→ Exercise goal
Using the records below, return exactly the lines from the one containing "box: [178, 285, 198, 307]" through the last, and omit pictures.

• • • • • • •

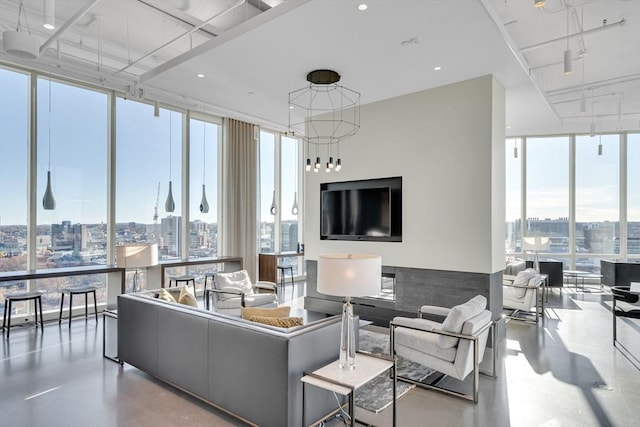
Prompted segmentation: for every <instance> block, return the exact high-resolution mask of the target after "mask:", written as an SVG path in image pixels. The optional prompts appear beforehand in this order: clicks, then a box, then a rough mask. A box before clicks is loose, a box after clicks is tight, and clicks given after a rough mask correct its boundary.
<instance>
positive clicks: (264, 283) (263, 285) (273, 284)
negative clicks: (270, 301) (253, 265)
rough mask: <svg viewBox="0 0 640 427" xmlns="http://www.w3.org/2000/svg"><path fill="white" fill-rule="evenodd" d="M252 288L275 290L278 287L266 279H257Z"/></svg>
mask: <svg viewBox="0 0 640 427" xmlns="http://www.w3.org/2000/svg"><path fill="white" fill-rule="evenodd" d="M253 288H254V289H265V290H268V291H272V292H275V291H276V289H277V288H278V285H276V284H275V283H273V282H268V281H266V280H258V281H257V282H256V284H255V285H253Z"/></svg>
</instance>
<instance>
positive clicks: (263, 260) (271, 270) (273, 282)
mask: <svg viewBox="0 0 640 427" xmlns="http://www.w3.org/2000/svg"><path fill="white" fill-rule="evenodd" d="M298 256H304V253H303V252H263V253H260V254H258V280H266V281H267V282H273V283H276V282H277V281H278V273H277V271H276V266H277V265H278V260H279V259H281V258H289V257H298Z"/></svg>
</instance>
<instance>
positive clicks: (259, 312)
mask: <svg viewBox="0 0 640 427" xmlns="http://www.w3.org/2000/svg"><path fill="white" fill-rule="evenodd" d="M290 311H291V307H289V306H287V305H283V306H281V307H271V308H260V307H242V309H241V310H240V313H241V315H242V318H243V319H251V318H252V317H254V316H255V317H288V316H289V313H290Z"/></svg>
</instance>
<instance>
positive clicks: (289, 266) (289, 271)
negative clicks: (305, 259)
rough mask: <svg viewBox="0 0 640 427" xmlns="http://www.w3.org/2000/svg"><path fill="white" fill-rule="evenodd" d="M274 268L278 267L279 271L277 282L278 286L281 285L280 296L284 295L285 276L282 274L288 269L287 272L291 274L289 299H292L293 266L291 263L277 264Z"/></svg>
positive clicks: (291, 299) (278, 270) (286, 270)
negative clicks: (281, 288)
mask: <svg viewBox="0 0 640 427" xmlns="http://www.w3.org/2000/svg"><path fill="white" fill-rule="evenodd" d="M276 268H277V269H278V271H279V272H280V274H279V276H280V279H279V280H280V281H279V283H278V286H282V296H283V297H284V286H285V283H284V281H285V277H284V274H285V273H286V272H287V271H289V274H290V275H291V300H293V293H294V289H293V266H291V265H278V266H276Z"/></svg>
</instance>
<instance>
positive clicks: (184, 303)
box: [178, 285, 198, 307]
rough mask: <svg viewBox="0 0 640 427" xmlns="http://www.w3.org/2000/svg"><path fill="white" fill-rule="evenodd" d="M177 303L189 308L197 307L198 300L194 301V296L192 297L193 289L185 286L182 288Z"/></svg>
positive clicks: (194, 300)
mask: <svg viewBox="0 0 640 427" xmlns="http://www.w3.org/2000/svg"><path fill="white" fill-rule="evenodd" d="M178 302H179V303H180V304H184V305H190V306H191V307H198V300H196V296H195V295H194V291H193V287H192V286H191V285H186V286H184V287H183V288H182V290H181V291H180V297H179V298H178Z"/></svg>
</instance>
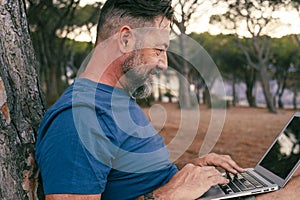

• • • • • • •

→ Exercise solution
box: [178, 285, 198, 307]
rough mask: <svg viewBox="0 0 640 427" xmlns="http://www.w3.org/2000/svg"><path fill="white" fill-rule="evenodd" d="M177 303L189 308L197 307L198 300L194 301V296L192 297L193 289L185 286L182 288Z"/></svg>
positive clicks: (194, 300)
mask: <svg viewBox="0 0 640 427" xmlns="http://www.w3.org/2000/svg"><path fill="white" fill-rule="evenodd" d="M178 302H179V303H180V304H184V305H190V306H191V307H198V300H196V296H195V295H194V291H193V287H192V286H191V285H186V286H184V287H183V288H182V290H181V291H180V297H179V298H178Z"/></svg>
</instance>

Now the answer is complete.